* Brano scelto
──────────

TILLYĀ TAPA
Località dell'antica Battriana situata in prossimità della città kuṣāṇa di Emši Tapa (5 km a NE di Šibargan, nell'Afghanistan settentrionale) ove, nel 1978, furono rinvenute sei tombe che racchiudevano ricchissimi corredi, comprendenti in tutto più di ventimila oggetti, in massima parte d'oro.
Le prime ricerche archeologiche a T. T. risalgono agli anni 1969-1971, ma lo scavo sistematico del sito, condotto dalla spedizione archeologica sovietico-afghana diretta da V. I. Sarianidi, iniziò nel 1977 avendo come obiettivo l'indagine di un imponente edificio religioso risalente alla fine del II millennio a.C.
Il tempio, costruito su una piattaforma di mattoni crudi alta 6 m, ha una pianta approssimativamente quadrata, ed è definito da un muro fortificato munito di torri rotonde agli angoli e torrette al centro di tre lati; l'accesso è collocato sul lato N. Lo spazio interno è suddiviso da un muro in due sale con colonne in mattoni; nella sala più ampia, scandita da nove colonne, sono stati rinvenuti i resti di un altare. Secondo Sarianidi, l'edificio è un tempio consacrato al culto del fuoco, eretto alla fine dell'Età del Bronzo e rimasto in uso fino al IV sec. a.C., quando venne distrutto da un incendio, cadendo quindi in abbandono.
Nel corso dello scavo condotto lungo il lato O del tempio venne alla luce, nel 1978, una tomba scavata nelle rovine dell'edificio alcuni secoli dopo il suo abbandono.

──────────

* Consegna A
Rispondi alle domande sul brano dedicato a Tillyā Tapa:
(i) In che anno furono rinvenute le sei tombe?
(ii) Chi dirigeva la spedizione archeologica sovietico-afghana?
(iii) Quanto è alta la piattaforma di mattoni crudi su cui sorge il tempio?

──────────

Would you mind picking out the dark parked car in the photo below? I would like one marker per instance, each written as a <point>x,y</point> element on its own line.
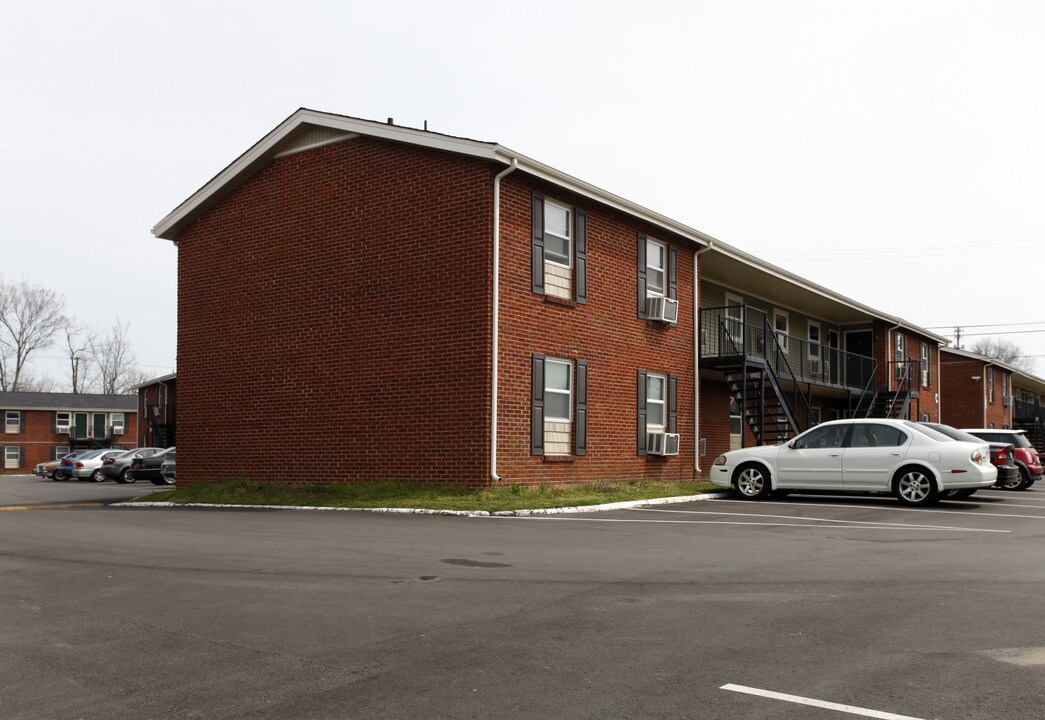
<point>148,468</point>
<point>118,468</point>
<point>1002,457</point>
<point>1026,457</point>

──────────

* Consegna B
Trasforma i record qui sopra in una lista JSON di stringhe, una per ciascuna riga, tralasciando le righe vuote e le immagini.

* Risposta scritta A
(i) Nel 1978.
(ii) V. I. Sarianidi.
(iii) 6 m.

* Risposta scritta B
[
  "Would you mind picking out the dark parked car in the photo below? I would like one marker per instance, each written as a <point>x,y</point> element on its own line.",
  "<point>148,468</point>",
  "<point>118,468</point>",
  "<point>1002,457</point>",
  "<point>1026,457</point>"
]